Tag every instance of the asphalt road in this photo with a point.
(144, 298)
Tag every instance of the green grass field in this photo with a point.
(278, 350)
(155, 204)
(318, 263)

══════════

Problem details:
Please convert the listing above into a two-column CSV with the header text,answer. Give one row for each "Tag every instance" sentence, with the sentence under text and all of its coordinates under answer, each field in double quotes and line breaks replaced by spaces.

Response:
text,answer
"Tag every instance of the asphalt road in this photo with a point.","(144, 298)"
"Tag every instance of the green grass field in this photo with a point.","(278, 350) (155, 204) (318, 263)"